--- start Provided material ---

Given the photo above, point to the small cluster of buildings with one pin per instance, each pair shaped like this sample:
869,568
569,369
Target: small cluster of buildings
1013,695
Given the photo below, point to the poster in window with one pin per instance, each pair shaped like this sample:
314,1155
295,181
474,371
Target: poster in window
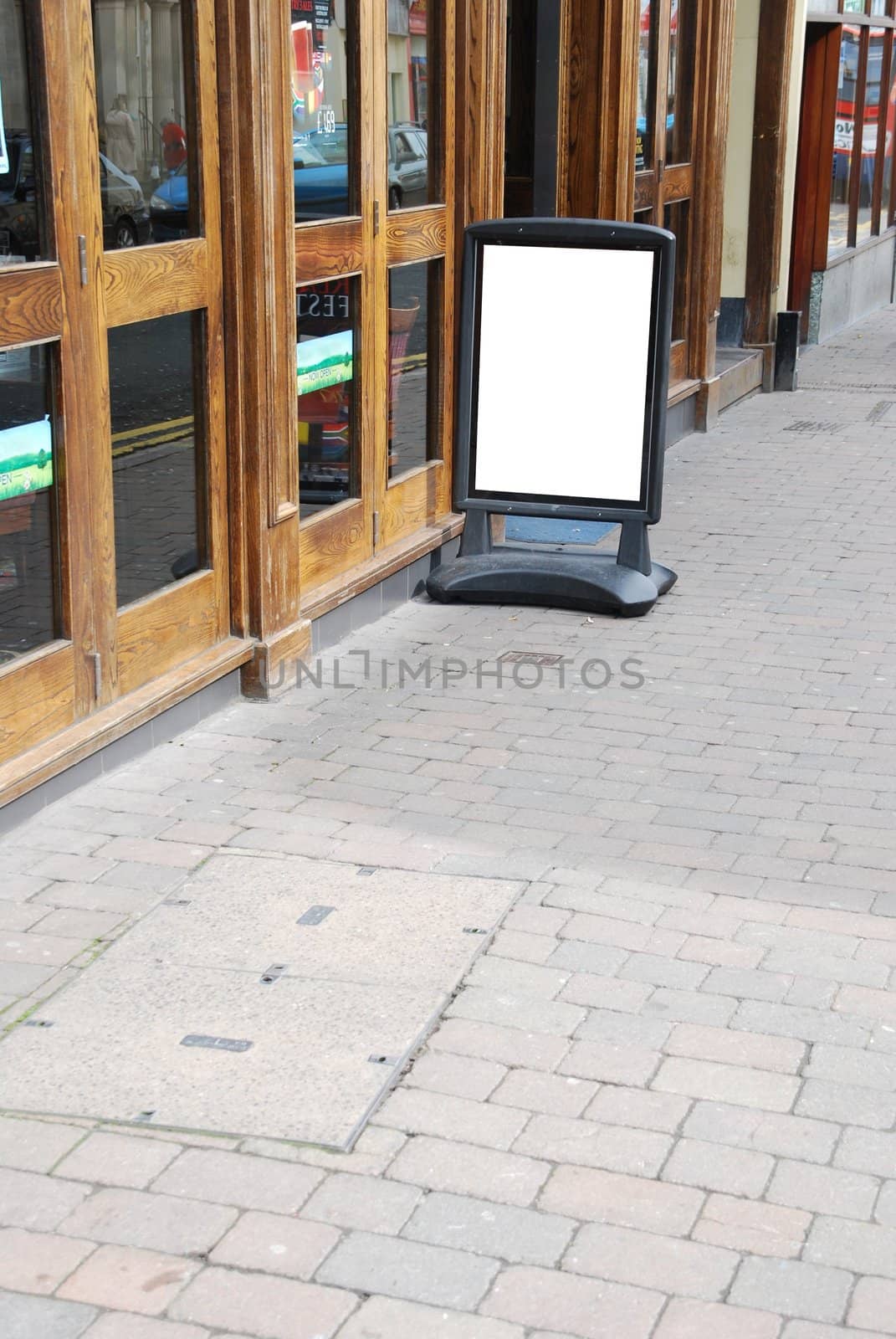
26,459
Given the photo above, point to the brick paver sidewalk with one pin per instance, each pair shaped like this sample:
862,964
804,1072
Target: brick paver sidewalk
664,1101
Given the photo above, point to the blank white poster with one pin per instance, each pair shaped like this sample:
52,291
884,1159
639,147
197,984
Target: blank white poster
563,372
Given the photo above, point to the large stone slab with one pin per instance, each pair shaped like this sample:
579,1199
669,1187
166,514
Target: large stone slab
327,1035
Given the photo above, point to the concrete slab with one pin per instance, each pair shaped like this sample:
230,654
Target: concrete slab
243,914
221,1013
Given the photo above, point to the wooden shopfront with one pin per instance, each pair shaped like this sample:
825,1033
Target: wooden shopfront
228,263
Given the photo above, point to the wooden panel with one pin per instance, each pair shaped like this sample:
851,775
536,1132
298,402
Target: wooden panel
30,305
151,281
84,738
37,700
329,249
165,629
775,58
331,542
416,233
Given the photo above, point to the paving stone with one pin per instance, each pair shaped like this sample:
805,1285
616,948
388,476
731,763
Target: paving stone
643,1109
862,1247
263,1306
822,1189
465,1169
873,1306
751,1229
28,1200
505,1044
622,1200
715,1168
785,1136
129,1279
646,1259
610,1064
586,1144
151,1222
42,1318
387,1318
688,1318
38,1262
793,1289
274,1244
584,1307
372,1263
726,1084
552,1095
117,1325
366,1203
35,1145
452,1118
868,1151
745,1049
520,1236
243,1180
118,1160
456,1075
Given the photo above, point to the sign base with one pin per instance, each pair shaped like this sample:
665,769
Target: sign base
627,586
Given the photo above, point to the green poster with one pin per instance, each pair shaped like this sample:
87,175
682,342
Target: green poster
26,459
323,362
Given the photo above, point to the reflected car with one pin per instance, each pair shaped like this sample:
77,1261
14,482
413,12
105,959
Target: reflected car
126,220
169,208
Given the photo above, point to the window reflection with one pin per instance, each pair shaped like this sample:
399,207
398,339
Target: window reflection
646,85
22,218
145,121
158,453
323,94
842,149
27,504
414,343
325,368
414,60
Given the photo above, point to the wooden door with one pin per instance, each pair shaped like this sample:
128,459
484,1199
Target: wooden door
113,557
372,167
664,142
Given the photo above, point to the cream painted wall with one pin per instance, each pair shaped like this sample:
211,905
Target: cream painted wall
740,147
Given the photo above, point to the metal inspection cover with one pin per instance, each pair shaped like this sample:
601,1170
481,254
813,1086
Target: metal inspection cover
221,1013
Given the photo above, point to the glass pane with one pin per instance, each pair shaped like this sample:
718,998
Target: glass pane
414,104
869,133
682,47
677,218
414,345
323,110
844,137
158,453
325,361
646,85
27,504
145,95
22,208
889,138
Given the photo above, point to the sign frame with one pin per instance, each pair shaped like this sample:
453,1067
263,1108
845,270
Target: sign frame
590,234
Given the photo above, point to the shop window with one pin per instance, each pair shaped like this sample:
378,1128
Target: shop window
28,470
327,382
414,383
414,149
158,453
146,125
325,111
22,194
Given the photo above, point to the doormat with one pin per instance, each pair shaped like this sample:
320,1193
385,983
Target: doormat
268,998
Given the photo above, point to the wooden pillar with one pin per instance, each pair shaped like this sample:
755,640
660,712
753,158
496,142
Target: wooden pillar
260,280
768,171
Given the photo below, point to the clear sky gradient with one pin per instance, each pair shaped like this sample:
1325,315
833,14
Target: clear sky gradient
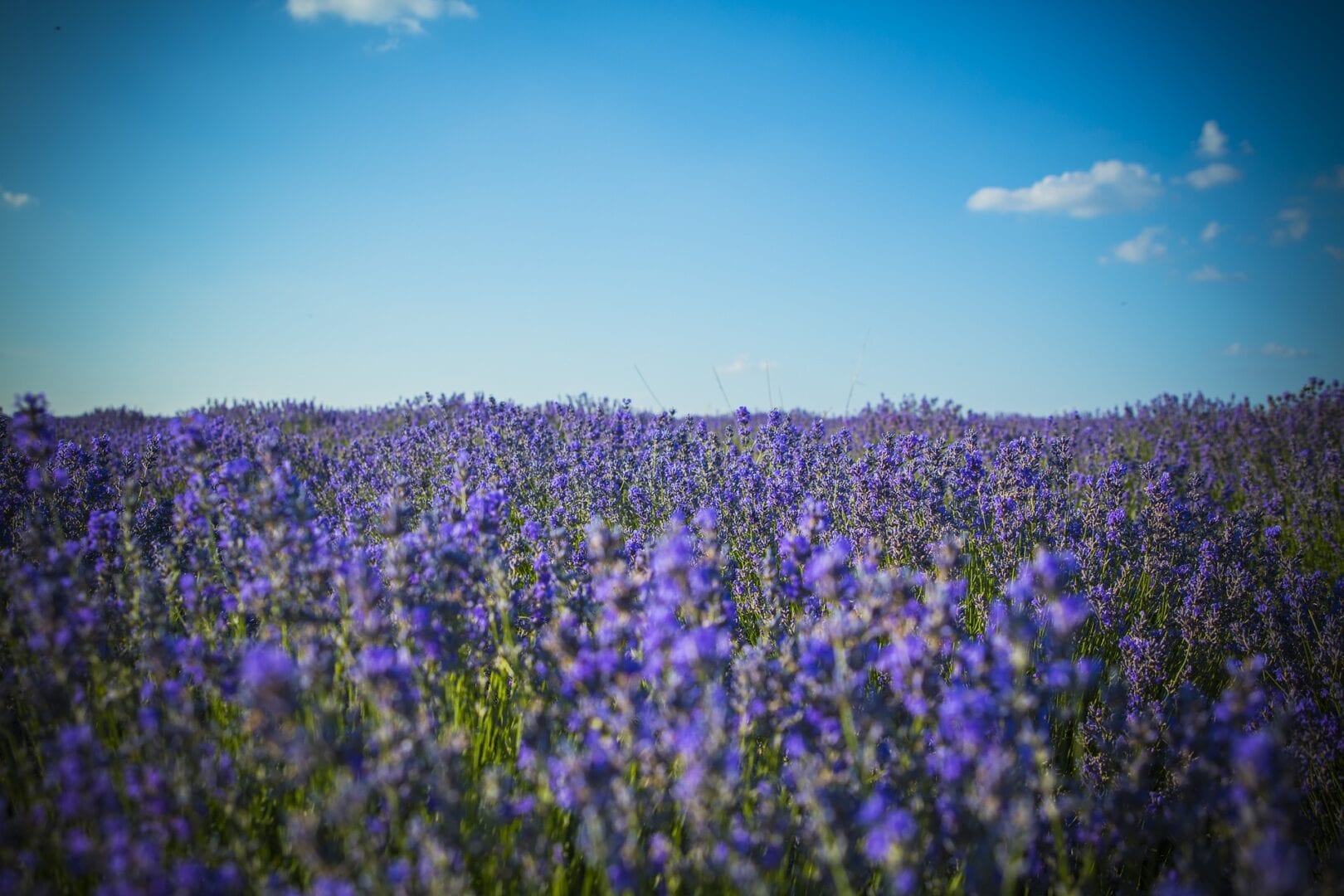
357,201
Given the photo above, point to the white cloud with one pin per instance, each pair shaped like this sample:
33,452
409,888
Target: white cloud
741,364
398,17
1105,188
1213,175
1210,275
1142,249
1332,179
1296,222
1268,349
1213,141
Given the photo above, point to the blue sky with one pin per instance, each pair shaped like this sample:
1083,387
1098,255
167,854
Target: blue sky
355,201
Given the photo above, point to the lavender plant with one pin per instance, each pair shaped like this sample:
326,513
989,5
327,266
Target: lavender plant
457,645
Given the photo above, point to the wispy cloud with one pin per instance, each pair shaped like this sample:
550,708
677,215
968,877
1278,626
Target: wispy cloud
1138,250
1108,187
1211,275
1213,175
741,364
1268,349
1213,141
401,17
15,201
1293,226
1333,179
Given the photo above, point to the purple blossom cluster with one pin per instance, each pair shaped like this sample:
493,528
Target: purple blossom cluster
459,645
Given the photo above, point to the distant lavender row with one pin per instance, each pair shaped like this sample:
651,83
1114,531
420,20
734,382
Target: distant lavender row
463,645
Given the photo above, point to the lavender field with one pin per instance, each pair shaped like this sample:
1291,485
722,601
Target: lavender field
470,646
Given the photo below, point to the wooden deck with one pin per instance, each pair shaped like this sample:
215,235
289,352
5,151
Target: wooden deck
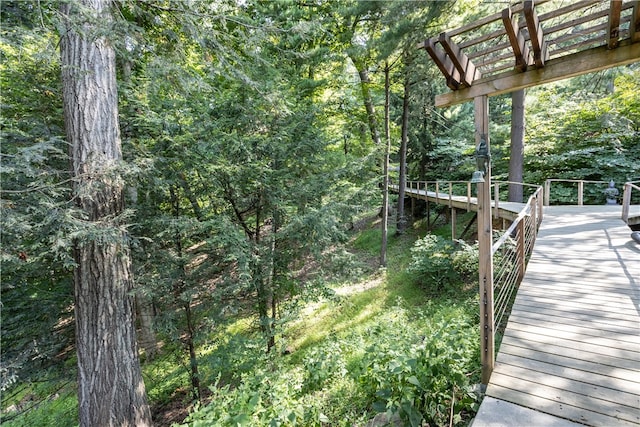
572,344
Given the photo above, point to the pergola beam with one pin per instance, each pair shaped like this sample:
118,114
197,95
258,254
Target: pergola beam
614,23
516,39
444,63
468,72
536,34
600,58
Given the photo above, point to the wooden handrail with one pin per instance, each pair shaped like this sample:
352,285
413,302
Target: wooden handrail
580,182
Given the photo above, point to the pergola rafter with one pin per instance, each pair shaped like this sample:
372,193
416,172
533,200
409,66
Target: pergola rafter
485,57
522,46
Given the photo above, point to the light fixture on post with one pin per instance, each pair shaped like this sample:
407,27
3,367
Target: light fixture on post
482,161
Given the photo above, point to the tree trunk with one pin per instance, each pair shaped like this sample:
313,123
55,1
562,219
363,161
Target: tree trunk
385,163
516,159
365,87
147,339
402,218
111,390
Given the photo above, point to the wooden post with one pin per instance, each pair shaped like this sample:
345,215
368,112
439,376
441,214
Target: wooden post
547,191
453,223
487,338
496,199
580,192
520,245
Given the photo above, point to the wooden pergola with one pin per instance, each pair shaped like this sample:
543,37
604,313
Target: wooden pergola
527,44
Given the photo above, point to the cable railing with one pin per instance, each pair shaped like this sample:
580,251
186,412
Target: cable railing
572,192
512,249
510,254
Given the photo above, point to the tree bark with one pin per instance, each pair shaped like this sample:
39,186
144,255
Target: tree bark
385,163
365,87
111,390
404,140
516,159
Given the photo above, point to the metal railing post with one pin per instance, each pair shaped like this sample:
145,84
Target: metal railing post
580,192
547,191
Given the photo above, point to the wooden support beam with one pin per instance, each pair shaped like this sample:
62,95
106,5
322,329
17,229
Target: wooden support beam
536,34
516,38
445,65
634,25
588,61
614,23
485,242
466,69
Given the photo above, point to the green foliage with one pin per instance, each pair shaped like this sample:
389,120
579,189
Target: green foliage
442,264
418,375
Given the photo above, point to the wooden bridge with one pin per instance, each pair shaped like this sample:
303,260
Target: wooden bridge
570,352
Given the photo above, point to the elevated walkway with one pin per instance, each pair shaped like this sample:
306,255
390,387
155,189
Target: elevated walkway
570,354
505,210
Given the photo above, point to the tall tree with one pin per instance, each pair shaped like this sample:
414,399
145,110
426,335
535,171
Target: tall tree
111,391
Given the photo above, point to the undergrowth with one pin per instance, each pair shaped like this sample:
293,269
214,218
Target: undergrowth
382,341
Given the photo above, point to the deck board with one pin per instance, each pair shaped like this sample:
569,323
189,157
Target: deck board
571,347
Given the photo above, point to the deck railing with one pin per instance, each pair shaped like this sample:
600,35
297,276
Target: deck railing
512,249
626,198
511,252
580,188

--- end Provided material ---

Task goal: Copy out every line from the line with "Given the photo above, point to the elevated" through the end of the items, including both of those lines. Multiply each coordinate in the answers by 1.7 and round it to the nearest whole number, rounding halves up, and leave all other numbers and text unchanged.

Final result:
Given the photo above, point to the elevated walkway with one pin per instance, each pair shaped like this sample:
306,255
390,387
155,189
Target: elevated walkway
969,602
859,357
Given the photo above, point to the tall tree with one pin per instance, each pair shaped like this sample:
414,399
145,110
426,335
535,171
Target: tall tree
189,665
Given the photo above, point to the undergrowth with one pin per instance, each pair shaped like this sample:
293,269
214,218
Target: undergrowth
649,580
Given the photo above, point to the deck board with one pin per instance, each pair shaped like this sample:
569,323
189,157
Target: deck board
971,590
Given the photo above, point to the deck railing with one pin per instance, each pair shaped like this sample:
600,35
297,276
Target: deck railing
870,423
1064,337
869,428
986,320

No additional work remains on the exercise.